* EXERCISE BRIEF *
Write out every record below exactly, so that nothing differs from what is shown.

-- SUPPLIED MATERIAL follows --

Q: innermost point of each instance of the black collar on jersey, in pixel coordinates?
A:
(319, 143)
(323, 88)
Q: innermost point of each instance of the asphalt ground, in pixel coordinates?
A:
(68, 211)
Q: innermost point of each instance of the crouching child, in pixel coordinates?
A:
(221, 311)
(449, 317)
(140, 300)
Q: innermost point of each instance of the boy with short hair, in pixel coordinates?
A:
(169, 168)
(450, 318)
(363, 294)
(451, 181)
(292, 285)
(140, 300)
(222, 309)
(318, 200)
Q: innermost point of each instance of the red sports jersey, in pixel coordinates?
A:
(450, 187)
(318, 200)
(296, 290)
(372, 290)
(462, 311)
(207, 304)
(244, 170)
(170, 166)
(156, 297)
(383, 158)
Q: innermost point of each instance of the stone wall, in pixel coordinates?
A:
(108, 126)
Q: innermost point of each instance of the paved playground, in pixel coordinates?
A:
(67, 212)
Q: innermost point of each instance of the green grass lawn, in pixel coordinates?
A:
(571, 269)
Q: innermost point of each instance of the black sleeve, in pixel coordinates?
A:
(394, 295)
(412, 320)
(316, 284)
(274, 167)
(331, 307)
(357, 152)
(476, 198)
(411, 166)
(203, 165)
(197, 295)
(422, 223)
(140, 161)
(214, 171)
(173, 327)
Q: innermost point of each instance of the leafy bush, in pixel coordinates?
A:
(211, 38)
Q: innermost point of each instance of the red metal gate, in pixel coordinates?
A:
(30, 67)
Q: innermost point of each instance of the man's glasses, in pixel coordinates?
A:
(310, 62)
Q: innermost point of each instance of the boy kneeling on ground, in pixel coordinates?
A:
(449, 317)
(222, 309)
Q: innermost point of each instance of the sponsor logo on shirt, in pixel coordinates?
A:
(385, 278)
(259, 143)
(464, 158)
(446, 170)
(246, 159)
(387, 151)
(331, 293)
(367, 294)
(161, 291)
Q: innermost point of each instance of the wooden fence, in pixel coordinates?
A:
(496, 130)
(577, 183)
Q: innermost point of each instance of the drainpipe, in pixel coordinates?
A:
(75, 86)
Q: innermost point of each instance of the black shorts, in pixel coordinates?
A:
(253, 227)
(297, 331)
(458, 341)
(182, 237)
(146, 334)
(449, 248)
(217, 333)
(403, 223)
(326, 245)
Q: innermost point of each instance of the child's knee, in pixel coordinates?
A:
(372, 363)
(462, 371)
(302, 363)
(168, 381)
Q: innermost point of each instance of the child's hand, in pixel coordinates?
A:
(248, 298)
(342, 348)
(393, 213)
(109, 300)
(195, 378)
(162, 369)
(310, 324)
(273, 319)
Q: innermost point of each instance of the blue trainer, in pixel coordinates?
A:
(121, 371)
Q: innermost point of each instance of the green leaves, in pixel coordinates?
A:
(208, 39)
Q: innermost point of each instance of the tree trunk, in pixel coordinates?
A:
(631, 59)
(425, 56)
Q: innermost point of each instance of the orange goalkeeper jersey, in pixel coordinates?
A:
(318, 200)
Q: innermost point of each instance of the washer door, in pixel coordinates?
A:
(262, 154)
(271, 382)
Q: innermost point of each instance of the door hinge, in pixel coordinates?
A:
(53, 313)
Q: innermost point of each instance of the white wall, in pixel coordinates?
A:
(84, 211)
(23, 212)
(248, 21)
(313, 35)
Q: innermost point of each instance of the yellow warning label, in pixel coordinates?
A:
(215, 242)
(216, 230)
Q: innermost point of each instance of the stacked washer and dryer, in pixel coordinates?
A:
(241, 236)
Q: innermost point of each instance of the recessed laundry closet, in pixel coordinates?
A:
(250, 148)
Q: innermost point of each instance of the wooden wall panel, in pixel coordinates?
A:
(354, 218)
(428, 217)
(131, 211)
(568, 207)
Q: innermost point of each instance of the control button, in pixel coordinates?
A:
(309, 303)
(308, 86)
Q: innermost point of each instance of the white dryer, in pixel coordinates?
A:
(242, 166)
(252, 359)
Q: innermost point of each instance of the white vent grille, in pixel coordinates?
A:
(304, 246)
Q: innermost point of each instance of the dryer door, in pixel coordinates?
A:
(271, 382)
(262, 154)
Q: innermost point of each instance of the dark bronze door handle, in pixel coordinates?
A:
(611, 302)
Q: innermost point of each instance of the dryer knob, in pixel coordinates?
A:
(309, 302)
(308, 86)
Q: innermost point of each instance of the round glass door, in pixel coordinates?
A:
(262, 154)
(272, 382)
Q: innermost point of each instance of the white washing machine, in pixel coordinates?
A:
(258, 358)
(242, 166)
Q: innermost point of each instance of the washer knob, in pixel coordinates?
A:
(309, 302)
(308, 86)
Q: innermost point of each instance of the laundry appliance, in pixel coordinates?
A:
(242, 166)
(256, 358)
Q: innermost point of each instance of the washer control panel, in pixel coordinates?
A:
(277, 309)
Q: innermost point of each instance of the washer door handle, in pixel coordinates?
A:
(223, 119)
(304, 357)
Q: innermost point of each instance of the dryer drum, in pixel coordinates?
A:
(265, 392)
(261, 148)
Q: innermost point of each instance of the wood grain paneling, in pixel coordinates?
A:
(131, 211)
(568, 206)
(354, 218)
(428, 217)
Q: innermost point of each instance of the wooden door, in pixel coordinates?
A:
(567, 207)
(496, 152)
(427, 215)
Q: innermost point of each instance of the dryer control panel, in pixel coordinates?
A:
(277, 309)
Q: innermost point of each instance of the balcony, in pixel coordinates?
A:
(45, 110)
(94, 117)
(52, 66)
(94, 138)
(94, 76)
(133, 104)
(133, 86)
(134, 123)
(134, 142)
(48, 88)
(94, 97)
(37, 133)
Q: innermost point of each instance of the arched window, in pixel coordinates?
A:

-- SUPPLIED MATERIAL concluded --

* COMPLETED EXERCISE *
Q: innermost point of each instance of the black collar on jersey, in pixel coordinates?
A:
(319, 143)
(323, 88)
Q: innermost point of each instance of the asphalt ground, in pixel coordinates?
A:
(68, 211)
Q: innermost point of each instance of the crouching child, in pixel coordinates?
A:
(221, 311)
(449, 317)
(140, 300)
Q: innermost point of each instance of the boy with short hair, in pixel coordinates?
A:
(169, 168)
(450, 318)
(363, 294)
(451, 181)
(292, 285)
(140, 300)
(222, 309)
(318, 200)
Q: innermost point of each instance of the red sports jersey, in pixel coordinates?
A:
(450, 187)
(318, 200)
(296, 290)
(372, 290)
(462, 311)
(207, 304)
(244, 170)
(170, 166)
(156, 297)
(383, 158)
Q: innermost point of each instance of the stone wall, in pixel coordinates?
A:
(108, 126)
Q: innermost point of each instance of the paved playground, in pixel coordinates?
A:
(67, 212)
Q: innermost point of each instance of the green grass lawn, in pixel coordinates?
A:
(571, 269)
Q: innermost point of each instance of the black sleeve, in pixel coordinates?
A:
(394, 295)
(412, 320)
(316, 284)
(274, 167)
(331, 307)
(357, 152)
(476, 198)
(411, 166)
(203, 165)
(197, 295)
(422, 223)
(140, 161)
(214, 171)
(173, 327)
Q: innermost point of each instance of the leafy bush, in pixel coordinates?
A:
(211, 38)
Q: innermost point of each instance of the red metal gate, in pixel coordinates?
A:
(30, 67)
Q: innermost point of each instance of the man's glasses, in pixel coordinates?
A:
(310, 62)
Q: innermost point of each instance of the boy kneeling on ground, in pixel coordinates?
A:
(449, 317)
(222, 309)
Q: innermost point of each instance of the sponsor logo on shirt, in pixel coordinates?
A:
(385, 278)
(259, 143)
(464, 158)
(446, 170)
(246, 159)
(387, 151)
(331, 293)
(367, 294)
(161, 291)
Q: innermost point of each instance of the wooden fence, in pixel coordinates?
A:
(496, 130)
(577, 183)
Q: innermost point of each instance of the drainpipe, in pixel coordinates?
A:
(75, 86)
Q: innermost point of each instance of the black shorts, in pixel coordinates?
A:
(253, 227)
(297, 331)
(458, 341)
(182, 237)
(146, 334)
(449, 248)
(217, 333)
(403, 223)
(326, 245)
Q: innermost point of each instance of the child's knee, in pixel coordinates?
A:
(372, 363)
(462, 371)
(302, 363)
(168, 381)
Q: innermost point of each instance of the child's hand, in pixel coordinates?
A:
(248, 298)
(342, 348)
(393, 213)
(109, 300)
(195, 378)
(162, 369)
(310, 324)
(273, 319)
Q: innermost point of each instance of the blue trainer, in pixel coordinates?
A:
(121, 371)
Q: innermost point of each instance of the green leaves, in pixel coordinates?
A:
(208, 39)
Q: innermost point of each instance of the tree trunk, in pixel coordinates?
A:
(631, 59)
(425, 56)
Q: innermost point of each instance of the orange goalkeeper jersey, in pixel coordinates?
A:
(318, 200)
Q: innermost point of each instance of the washer door, in pixel coordinates?
A:
(262, 154)
(271, 382)
Q: innermost point of each instance of the door hinge, in pixel coordinates?
A:
(53, 313)
Q: innermost point of each instance of the white wall, in pixel coordinates?
A:
(84, 211)
(23, 212)
(248, 21)
(313, 35)
Q: innermost point of each instance of the yellow warning label, in pixel coordinates?
A:
(215, 242)
(216, 230)
Q: innermost point of each instance of the stacked washer and dryer, in pixel coordinates?
A:
(241, 236)
Q: innermost point of each instance of the recessed laundry closet, in pixel coordinates?
A:
(250, 148)
Q: innermost point of each instance of the wooden wall panel, in pixel coordinates?
A:
(354, 218)
(428, 217)
(131, 211)
(568, 207)
Q: innermost point of each instance of the control button, in pixel coordinates?
A:
(309, 303)
(308, 86)
Q: innermost point of each instance of the white dryer, in pixel coordinates?
A:
(242, 166)
(252, 359)
Q: innermost point of each instance of the white vent grille, in pixel coordinates?
A:
(304, 246)
Q: innermost point of each instance of the dryer door, in pixel coordinates?
A:
(271, 382)
(262, 154)
Q: innermost point of each instance of the dark bronze door handle, in pixel coordinates?
A:
(611, 302)
Q: innermost point of each instance of the dryer knob, in pixel coordinates?
A:
(309, 302)
(308, 86)
Q: innermost point of each instance of the round glass door, in pixel coordinates?
A:
(262, 154)
(272, 382)
Q: innermost point of each instance of the white washing machine, in pixel coordinates?
A:
(258, 358)
(242, 166)
Q: innermost point of each instance of the washer knob, in pixel coordinates?
A:
(309, 302)
(308, 86)
Q: innermost point of each instance of the laundry appliance, in pixel coordinates?
A:
(242, 166)
(256, 358)
Q: innermost point of each instance of the washer control panel, in pixel coordinates?
A:
(277, 309)
Q: innermost point of each instance of the washer door handle, in pixel coordinates?
A:
(223, 119)
(304, 357)
Q: innermost point of each instance of the dryer drum, in pixel coordinates?
A:
(265, 392)
(261, 148)
Q: innermost point of each instance of the wood grain paneling, in pixel coordinates?
A:
(131, 211)
(568, 206)
(354, 218)
(428, 217)
Q: innermost point of each instance of the wooden door, in pixel coordinates?
A:
(567, 207)
(496, 152)
(427, 215)
Q: innermost point of each instance of the dryer control panel, in pixel coordinates?
A:
(277, 309)
Q: innermost point of each instance of the balcony, in pixel coordinates?
A:
(45, 110)
(94, 117)
(52, 66)
(94, 138)
(94, 76)
(133, 104)
(133, 86)
(134, 123)
(134, 142)
(48, 88)
(94, 97)
(37, 133)
Q: innermost point of each instance of the arched window, in pixel coordinates?
A:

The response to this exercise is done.